### RECORDS FOR PROCESSING ###

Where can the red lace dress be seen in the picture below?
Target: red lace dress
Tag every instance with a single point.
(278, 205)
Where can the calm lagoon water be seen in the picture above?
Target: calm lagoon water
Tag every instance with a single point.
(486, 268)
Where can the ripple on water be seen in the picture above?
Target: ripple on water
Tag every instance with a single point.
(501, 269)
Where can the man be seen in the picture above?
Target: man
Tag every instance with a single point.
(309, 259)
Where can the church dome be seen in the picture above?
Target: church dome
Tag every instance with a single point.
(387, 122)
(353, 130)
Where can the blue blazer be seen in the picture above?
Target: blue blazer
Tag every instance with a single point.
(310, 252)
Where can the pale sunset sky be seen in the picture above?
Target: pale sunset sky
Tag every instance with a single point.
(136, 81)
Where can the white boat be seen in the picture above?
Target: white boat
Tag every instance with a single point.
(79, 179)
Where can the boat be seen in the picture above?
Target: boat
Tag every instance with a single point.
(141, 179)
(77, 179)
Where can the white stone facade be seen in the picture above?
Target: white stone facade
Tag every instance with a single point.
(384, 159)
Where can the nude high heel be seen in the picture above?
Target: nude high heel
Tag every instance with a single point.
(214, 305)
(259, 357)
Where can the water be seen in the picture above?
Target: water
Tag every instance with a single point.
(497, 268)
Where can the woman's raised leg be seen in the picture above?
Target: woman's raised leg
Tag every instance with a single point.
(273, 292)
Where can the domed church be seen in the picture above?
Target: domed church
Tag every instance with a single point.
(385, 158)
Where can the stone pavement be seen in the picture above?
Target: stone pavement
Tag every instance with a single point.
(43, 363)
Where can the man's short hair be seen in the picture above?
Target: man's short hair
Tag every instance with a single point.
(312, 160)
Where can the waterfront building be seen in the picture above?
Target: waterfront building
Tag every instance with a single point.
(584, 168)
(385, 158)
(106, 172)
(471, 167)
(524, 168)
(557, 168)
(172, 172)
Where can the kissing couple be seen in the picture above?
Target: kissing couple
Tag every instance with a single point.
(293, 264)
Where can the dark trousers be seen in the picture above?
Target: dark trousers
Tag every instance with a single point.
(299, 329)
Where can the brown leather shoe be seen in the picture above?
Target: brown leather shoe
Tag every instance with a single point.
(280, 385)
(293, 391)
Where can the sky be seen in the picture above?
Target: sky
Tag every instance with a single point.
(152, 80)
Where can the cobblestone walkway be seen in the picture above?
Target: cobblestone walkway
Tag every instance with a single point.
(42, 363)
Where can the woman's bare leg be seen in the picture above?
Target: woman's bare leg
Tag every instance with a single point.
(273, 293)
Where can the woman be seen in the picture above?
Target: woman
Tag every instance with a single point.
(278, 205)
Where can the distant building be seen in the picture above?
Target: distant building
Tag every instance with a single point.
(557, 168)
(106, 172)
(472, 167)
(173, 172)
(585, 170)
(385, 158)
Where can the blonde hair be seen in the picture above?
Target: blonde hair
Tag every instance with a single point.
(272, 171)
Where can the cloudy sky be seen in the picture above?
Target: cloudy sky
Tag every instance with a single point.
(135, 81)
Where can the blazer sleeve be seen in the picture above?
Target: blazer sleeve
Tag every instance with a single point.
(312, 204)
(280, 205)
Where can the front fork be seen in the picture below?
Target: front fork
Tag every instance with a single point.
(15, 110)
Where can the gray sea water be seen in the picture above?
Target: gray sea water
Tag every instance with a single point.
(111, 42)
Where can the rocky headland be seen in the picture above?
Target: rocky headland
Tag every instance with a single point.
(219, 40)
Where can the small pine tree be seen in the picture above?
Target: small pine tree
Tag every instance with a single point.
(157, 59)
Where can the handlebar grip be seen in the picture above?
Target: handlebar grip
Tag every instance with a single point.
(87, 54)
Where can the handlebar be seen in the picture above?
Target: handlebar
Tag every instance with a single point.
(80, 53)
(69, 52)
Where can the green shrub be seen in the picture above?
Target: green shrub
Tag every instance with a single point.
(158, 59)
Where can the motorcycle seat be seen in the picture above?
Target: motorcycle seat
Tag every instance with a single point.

###

● **REQUIRED ACTION**: In the listing above, please print only the lines from the first one to the line where "Target: calm lagoon water" appears, exactly as written, both of those lines included.

● **SOLUTION**:
Where can the red lace dress be seen in the picture below?
Target: red lace dress
Tag every instance with a single point.
(278, 205)
Where can the calm lagoon water be seen in the picture above?
Target: calm lagoon water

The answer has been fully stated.